* **What needs to be done**
Arrange the rows as a two-column CSV with the headers entry and points, beginning at the start of the rows and stopping after the line that contains "[[196, 121], [153, 111], [387, 141]]". Give one CSV line per row, with the row's text in one quoted field (line breaks replaced by spaces) and its answer in the other.

** BEGIN Supplied material **

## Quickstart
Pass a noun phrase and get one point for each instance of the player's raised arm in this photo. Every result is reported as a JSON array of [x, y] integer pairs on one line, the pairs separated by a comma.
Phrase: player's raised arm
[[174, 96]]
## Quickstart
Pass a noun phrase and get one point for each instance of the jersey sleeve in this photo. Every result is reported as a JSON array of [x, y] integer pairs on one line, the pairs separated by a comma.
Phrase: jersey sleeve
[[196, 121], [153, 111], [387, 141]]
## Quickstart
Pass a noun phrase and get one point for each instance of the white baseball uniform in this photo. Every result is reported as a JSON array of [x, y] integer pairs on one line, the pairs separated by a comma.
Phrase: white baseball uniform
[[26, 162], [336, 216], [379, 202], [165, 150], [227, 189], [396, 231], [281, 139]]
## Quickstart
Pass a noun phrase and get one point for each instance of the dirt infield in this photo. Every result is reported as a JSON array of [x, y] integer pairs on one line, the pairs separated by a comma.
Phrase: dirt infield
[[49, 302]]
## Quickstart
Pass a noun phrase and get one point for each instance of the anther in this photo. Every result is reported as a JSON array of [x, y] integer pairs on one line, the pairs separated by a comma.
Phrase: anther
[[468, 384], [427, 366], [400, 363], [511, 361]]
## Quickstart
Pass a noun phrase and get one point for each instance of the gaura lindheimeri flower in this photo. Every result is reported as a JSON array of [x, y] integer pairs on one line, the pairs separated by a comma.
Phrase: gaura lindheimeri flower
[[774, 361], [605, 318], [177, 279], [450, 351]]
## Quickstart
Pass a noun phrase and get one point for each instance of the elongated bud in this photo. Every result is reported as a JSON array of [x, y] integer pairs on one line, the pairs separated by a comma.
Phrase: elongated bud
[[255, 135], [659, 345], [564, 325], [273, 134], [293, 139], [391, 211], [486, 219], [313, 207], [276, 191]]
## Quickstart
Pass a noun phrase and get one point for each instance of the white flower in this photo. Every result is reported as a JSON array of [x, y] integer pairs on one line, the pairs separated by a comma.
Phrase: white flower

** END Supplied material **

* **Problem solution**
entry,points
"## Quickstart Pass a noun phrase and get one point for each instance of the player's raised arm in this photo. Every result is reported as a JSON array of [x, y] integer pairs on one line, the pairs separated by a comma. Phrase: player's raised arm","[[174, 96]]"
"## Quickstart Pass a noun phrase and get one point for each instance of the jersey sleeve in this photo. Every result is reported as a JSON array of [x, y] integer pairs on one line, the pairs separated by a comma. Phrase: jersey sleeve","[[196, 121], [153, 111], [387, 141]]"